Challenge ▸ Convert the lines of the entries, from the line containing "Wildlife-count tagging: point out every instance of the dry" through the last line, into a JSON list of strings with one string per line and blank lines omitted.

Supplied data ▸
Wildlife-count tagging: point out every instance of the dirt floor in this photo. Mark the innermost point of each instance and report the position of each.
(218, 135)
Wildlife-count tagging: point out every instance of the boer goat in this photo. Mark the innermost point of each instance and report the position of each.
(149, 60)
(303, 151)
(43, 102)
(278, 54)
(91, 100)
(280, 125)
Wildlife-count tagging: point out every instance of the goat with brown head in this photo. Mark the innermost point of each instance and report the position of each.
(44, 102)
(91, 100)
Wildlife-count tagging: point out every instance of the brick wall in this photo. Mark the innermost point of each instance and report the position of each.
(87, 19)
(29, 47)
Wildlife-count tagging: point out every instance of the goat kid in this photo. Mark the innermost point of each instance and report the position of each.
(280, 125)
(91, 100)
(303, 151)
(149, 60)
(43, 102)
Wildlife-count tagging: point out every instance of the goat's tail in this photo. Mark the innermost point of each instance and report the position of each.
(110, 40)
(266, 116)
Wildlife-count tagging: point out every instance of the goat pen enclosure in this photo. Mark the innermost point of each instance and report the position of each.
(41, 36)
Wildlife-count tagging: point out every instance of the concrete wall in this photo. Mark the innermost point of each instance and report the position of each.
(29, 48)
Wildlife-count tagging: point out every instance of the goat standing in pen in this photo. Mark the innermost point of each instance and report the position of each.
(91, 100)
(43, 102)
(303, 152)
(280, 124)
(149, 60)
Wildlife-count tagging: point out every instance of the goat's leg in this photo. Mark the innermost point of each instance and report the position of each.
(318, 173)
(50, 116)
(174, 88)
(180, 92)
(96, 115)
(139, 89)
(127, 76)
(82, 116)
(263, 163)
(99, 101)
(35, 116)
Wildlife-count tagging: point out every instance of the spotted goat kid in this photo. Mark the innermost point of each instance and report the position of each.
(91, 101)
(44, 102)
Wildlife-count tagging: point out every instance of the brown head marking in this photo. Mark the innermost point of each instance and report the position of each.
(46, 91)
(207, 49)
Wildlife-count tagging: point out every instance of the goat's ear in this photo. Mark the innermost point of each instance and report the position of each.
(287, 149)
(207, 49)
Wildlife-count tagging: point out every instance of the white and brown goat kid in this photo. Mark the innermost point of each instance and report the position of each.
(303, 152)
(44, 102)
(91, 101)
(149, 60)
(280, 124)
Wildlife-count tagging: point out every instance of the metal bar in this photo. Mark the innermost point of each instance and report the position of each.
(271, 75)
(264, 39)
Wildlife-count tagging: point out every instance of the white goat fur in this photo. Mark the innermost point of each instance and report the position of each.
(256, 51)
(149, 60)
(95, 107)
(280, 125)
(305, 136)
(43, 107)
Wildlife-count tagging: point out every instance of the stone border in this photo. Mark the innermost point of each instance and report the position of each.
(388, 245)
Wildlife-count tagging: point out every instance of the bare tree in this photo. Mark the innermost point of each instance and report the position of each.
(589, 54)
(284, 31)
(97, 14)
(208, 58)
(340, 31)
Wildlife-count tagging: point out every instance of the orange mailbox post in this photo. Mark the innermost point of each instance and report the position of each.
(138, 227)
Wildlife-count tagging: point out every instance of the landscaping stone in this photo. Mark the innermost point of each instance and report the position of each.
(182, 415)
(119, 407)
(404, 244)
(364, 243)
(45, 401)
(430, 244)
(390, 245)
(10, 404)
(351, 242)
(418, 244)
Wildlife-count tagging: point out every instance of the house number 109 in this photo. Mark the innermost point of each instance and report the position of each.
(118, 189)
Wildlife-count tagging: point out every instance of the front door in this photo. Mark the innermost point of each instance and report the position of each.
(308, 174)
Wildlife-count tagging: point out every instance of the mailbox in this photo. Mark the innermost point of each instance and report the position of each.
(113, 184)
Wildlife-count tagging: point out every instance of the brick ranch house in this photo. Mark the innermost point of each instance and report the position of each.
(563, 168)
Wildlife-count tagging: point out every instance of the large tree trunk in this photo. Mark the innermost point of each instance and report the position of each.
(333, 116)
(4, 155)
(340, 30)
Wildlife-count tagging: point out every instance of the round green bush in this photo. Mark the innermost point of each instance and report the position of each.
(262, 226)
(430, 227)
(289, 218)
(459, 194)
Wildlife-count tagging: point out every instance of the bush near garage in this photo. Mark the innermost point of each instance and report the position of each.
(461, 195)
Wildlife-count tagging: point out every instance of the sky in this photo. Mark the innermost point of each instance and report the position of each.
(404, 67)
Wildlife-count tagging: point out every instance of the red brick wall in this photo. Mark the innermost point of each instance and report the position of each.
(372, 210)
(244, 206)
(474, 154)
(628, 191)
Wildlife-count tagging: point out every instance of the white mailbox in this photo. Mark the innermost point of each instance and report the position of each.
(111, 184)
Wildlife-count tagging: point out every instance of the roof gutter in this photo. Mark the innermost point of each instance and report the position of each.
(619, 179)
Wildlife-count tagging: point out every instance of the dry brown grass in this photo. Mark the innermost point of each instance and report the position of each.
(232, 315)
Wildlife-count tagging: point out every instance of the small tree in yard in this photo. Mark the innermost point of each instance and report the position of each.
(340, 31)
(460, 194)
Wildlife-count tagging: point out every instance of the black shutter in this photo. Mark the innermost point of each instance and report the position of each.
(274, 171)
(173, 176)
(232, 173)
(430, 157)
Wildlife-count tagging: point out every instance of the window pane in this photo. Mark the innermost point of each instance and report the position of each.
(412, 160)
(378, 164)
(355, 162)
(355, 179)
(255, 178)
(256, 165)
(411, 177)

Task output ▸
[
  "Wildlife-count tagging: point out every instance of the dry brown grass in this photo. Mark the innermost point of each instance and report the position of each.",
  "(232, 315)",
  "Wildlife-count tagging: point out every instance of the small tree in yard in this photo. Mark the innermost point of each instance and report the position of each.",
  "(340, 31)",
  "(460, 194)",
  "Wildlife-count tagging: point out every instance of the black shutter in this photo. Mark the innermost point of each instance and report the position of each.",
  "(274, 171)",
  "(173, 176)",
  "(232, 173)",
  "(430, 157)",
  "Wildlife-count tagging: point out every instance of the window pane in this photo. Mark the innermost point of each instance and report the position of each.",
  "(412, 160)",
  "(378, 164)",
  "(355, 162)",
  "(355, 179)",
  "(255, 178)",
  "(256, 165)",
  "(411, 177)"
]